### Selection
These are the key concepts you need to understand to accurately answer the question.

Lens Formula
The lens formula is crucial for understanding how images are formed by lenses. It is a mathematical equation that relates the focal length of the lens, the distance from the object to the lens, and the distance from the image to the lens. The formula is written as: \[ \frac{1}{f} = \frac{1}{d_o} + \frac{1}{d_i} \]Where:
  • \( f \) is the focal length of the lens.
  • \( d_o \) is the distance from the object to the lens.
  • \( d_i \) is the distance from the image to the lens.

This formula is derived from the principle of optical lenses, where light converges or diverges to form images. It is essential to identify the focal length correctly, which is positive for converging lenses and negative for diverging lenses.
Understanding this formula helps in calculating other significant properties of images, such as their size and orientation.
Image Distance
Image distance is an important concept in understanding how lenses work. It refers to how far the formed image is from the lens. In the context of the lens formula, the image distance \( d_i \) can be calculated if the focal length \( f \) and object distance \( d_o \) are known.

### Data extract
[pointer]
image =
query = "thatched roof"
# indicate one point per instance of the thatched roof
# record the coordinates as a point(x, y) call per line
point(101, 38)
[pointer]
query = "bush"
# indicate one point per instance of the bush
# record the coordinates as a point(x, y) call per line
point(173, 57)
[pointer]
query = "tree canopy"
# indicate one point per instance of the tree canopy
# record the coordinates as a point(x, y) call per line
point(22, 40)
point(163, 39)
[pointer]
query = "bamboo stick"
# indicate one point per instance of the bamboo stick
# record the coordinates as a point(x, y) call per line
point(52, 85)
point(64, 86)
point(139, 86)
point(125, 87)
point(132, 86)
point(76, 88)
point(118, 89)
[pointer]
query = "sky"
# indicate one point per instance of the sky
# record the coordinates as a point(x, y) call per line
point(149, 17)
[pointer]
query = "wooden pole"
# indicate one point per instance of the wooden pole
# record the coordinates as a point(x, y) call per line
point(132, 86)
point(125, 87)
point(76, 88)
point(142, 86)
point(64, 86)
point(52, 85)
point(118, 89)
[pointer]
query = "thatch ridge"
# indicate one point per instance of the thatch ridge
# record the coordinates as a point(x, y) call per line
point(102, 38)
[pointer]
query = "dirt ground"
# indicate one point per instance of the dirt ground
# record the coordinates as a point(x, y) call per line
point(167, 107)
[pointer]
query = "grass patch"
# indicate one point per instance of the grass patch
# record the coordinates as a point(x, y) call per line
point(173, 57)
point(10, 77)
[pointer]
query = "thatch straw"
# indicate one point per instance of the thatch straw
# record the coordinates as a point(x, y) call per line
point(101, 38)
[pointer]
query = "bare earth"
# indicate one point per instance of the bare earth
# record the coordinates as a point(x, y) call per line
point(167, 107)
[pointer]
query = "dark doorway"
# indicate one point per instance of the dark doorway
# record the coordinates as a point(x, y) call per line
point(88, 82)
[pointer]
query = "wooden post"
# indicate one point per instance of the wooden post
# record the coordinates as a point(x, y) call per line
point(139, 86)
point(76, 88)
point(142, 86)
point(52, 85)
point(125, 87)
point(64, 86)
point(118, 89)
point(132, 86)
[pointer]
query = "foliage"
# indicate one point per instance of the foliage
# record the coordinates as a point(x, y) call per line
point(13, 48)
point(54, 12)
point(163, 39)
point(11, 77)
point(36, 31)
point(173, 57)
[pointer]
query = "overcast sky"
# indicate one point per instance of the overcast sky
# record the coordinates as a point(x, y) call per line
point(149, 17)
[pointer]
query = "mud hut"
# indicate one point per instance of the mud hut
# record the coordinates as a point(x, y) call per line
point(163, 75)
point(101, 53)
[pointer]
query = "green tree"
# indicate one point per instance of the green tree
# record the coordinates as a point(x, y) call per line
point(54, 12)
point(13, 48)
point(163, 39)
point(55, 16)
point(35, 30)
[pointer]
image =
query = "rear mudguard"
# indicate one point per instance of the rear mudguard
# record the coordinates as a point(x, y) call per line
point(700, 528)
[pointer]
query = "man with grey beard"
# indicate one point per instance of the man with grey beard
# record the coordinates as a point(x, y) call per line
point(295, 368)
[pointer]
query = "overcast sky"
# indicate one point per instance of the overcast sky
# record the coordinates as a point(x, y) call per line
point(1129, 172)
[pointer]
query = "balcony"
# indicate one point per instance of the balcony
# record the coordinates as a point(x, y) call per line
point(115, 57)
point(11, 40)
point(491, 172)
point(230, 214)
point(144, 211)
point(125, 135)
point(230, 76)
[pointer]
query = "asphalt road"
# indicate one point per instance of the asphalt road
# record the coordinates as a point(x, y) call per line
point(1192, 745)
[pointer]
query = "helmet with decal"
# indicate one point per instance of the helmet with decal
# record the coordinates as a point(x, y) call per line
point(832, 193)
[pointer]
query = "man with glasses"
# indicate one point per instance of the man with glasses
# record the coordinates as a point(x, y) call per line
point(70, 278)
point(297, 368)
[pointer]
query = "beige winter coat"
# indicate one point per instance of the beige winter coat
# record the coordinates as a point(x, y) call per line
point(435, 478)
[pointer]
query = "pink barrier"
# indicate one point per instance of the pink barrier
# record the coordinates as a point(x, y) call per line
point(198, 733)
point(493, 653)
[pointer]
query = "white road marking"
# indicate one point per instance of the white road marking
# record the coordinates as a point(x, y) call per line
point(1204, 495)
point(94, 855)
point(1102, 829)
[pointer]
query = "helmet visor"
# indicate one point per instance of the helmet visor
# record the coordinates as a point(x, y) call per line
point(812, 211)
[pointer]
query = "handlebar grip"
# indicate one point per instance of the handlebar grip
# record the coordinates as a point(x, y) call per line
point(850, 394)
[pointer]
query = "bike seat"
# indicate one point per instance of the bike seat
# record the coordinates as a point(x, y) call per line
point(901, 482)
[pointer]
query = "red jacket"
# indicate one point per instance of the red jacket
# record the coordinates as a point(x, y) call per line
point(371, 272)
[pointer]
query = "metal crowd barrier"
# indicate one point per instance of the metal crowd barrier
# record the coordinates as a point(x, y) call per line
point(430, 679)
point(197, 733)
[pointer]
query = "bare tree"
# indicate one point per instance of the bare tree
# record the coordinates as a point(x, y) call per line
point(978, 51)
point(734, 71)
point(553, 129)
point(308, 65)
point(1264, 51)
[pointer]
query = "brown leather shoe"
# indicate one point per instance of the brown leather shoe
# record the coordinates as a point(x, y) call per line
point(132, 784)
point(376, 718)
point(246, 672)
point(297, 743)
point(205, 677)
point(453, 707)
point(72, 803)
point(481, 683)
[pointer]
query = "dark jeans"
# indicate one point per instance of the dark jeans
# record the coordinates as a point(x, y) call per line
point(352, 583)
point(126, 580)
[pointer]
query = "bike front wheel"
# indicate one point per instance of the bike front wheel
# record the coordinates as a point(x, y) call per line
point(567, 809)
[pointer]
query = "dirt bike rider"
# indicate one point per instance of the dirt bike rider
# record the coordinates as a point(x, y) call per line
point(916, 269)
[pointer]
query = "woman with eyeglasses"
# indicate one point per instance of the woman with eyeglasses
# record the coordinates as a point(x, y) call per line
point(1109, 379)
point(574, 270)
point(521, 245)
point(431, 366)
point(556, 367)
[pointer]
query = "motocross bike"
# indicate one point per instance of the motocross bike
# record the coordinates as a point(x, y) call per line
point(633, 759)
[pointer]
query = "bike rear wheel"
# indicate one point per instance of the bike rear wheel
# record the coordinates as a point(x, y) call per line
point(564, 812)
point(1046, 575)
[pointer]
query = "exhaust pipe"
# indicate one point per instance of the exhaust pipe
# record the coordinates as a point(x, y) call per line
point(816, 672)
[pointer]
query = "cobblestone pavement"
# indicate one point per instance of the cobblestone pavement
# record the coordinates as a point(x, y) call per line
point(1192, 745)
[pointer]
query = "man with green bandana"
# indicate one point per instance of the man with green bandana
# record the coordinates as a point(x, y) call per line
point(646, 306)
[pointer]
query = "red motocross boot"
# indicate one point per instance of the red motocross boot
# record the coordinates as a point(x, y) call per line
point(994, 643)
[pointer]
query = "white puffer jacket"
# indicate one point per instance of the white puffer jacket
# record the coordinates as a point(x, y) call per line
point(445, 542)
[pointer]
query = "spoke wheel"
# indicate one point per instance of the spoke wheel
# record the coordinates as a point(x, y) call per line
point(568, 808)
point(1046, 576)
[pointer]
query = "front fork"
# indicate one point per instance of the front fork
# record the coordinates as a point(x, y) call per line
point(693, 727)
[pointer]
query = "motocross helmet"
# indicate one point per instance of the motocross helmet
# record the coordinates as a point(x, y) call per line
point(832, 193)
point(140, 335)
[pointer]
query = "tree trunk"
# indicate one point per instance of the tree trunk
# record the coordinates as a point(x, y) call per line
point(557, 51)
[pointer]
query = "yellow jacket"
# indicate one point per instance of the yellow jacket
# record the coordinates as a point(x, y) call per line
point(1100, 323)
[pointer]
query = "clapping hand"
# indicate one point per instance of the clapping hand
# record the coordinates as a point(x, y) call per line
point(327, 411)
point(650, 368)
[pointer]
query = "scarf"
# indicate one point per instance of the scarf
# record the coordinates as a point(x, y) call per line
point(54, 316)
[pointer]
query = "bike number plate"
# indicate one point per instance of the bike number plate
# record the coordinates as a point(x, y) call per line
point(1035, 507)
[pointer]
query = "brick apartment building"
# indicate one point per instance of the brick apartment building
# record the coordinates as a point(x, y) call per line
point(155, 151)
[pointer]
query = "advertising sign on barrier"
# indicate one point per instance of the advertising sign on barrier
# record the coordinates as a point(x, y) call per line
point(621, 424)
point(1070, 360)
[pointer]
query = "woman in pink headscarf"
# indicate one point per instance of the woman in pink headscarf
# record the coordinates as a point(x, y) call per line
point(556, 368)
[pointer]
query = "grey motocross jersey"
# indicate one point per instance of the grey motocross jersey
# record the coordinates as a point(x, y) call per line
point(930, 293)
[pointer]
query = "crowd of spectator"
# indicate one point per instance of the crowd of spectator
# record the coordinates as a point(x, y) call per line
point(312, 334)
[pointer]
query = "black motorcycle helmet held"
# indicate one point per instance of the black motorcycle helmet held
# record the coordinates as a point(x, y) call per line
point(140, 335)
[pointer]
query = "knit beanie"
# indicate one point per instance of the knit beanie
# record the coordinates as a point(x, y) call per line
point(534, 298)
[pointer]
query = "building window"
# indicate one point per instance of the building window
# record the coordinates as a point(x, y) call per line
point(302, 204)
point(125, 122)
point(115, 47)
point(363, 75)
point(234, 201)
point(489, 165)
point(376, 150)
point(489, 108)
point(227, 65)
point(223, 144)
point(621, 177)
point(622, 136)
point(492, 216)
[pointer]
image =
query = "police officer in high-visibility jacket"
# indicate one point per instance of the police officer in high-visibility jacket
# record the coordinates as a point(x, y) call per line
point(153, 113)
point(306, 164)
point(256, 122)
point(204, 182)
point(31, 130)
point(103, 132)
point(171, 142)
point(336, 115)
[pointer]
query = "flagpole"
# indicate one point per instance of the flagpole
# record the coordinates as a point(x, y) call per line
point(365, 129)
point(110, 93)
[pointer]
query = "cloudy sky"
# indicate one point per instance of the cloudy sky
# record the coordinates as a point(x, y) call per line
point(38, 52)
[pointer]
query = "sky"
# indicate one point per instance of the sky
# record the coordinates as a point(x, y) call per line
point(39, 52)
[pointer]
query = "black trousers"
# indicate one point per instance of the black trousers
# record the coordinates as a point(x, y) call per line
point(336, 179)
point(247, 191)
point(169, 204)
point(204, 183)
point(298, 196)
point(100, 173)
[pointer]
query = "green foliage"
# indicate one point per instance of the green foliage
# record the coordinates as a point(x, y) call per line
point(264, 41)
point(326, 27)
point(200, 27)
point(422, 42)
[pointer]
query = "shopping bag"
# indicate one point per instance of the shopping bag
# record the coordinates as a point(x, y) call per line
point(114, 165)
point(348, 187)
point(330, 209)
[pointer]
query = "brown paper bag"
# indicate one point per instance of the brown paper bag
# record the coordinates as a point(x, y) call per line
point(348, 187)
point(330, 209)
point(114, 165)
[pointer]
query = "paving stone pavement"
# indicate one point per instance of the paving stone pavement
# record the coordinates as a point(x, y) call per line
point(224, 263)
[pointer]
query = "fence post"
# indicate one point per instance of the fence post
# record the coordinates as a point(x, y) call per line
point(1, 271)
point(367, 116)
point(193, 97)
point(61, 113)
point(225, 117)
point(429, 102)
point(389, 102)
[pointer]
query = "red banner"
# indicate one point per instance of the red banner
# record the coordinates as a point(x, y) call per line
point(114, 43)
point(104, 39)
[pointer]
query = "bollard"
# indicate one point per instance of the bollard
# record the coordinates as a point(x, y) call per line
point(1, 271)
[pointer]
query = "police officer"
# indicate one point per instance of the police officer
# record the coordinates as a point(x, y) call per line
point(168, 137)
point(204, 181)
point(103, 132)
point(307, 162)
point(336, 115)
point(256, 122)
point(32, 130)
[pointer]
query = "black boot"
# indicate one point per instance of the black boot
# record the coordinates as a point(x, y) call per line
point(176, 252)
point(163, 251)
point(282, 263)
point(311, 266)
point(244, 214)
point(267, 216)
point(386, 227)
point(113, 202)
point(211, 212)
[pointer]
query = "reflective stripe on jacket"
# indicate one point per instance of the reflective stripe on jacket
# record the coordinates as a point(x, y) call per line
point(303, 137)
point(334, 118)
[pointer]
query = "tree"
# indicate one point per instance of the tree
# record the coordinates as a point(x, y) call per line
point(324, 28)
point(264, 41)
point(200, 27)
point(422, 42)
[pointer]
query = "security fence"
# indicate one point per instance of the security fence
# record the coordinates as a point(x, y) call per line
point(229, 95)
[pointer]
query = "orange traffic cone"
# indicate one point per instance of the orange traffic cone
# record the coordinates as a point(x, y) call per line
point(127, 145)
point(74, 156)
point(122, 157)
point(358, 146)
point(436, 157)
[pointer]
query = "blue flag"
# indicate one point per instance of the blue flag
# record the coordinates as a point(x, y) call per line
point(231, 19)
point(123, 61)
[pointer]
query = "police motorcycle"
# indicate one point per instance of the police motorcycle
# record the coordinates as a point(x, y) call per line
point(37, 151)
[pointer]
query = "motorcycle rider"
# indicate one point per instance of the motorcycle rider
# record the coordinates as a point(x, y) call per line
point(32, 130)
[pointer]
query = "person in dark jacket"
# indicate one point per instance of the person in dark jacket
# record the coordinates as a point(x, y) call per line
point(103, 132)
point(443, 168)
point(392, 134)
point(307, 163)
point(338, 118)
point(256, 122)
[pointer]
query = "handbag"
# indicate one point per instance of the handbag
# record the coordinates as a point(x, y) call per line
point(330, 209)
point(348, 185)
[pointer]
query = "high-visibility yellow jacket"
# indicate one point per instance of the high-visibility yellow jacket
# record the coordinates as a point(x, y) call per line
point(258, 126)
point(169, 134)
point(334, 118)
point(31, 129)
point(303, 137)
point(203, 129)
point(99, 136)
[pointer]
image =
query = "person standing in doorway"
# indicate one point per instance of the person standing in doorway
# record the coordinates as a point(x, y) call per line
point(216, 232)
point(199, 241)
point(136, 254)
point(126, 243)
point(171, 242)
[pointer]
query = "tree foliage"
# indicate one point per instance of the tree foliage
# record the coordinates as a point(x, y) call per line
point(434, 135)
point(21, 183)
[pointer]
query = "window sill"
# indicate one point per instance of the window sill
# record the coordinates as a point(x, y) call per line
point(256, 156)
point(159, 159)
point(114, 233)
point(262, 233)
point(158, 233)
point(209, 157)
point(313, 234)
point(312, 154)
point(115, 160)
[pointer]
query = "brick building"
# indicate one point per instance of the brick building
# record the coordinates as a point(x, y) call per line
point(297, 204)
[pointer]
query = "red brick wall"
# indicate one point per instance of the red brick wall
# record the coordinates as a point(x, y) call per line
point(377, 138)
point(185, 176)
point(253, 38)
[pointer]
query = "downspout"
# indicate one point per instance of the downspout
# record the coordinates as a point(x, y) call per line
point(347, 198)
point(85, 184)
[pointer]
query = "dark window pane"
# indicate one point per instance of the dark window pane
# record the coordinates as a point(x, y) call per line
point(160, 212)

### Problem details
Carry on the lens passage from its last sentence. The lines have nothing to do with the lens passage.

### Written answer
In solving for \( d_i \), we frequently rearrange the lens formula:\[ \frac{1}{d_i} = \frac{1}{f} - \frac{1}{d_o} \]By solving this equation, the value of \( d_i \) can be found. In our example, with a focal length of \( 88.00 \) cm and an object distance of \( 155.0 \) cm, \( d_i \) came out to approximately \( 175.14 \) cm.
Importantly, the sign of \( d_i \) reveals more than just where the image is located. A positive \( d_i \) indicates a real image, which means it forms on the opposite side of the lens compared to where the object is placed. Conversely, when \( d_i \) is negative, it represents a virtual image.
Magnification
Magnification describes how much larger or smaller the image is compared to the actual object. This is an essential factor when analyzing optical lenses because it allows us to predict the size and orientation of the image. The magnification \( m \) is given by:\[ m = \frac{h_i}{h_o} = -\frac{d_i}{d_o} \]Where:
  • \( h_i \) is the height of the image.
  • \( h_o \) is the height of the object.
  • \( d_i \) and \( d_o \) are image and object distances, respectively.

For our lens example:- The object was \( 13.0 \) cm tall, creating an image with a height calculated to be approximately \( -14.68 \) cm using the formula. - The negative magnification value indicates that the image is inverted.
Magnification can significantly affect what we perceive through optical lenses, whether in microscopes, glasses, or cameras. Understanding this allows us to adjust and modify lens systems for desired outcomes.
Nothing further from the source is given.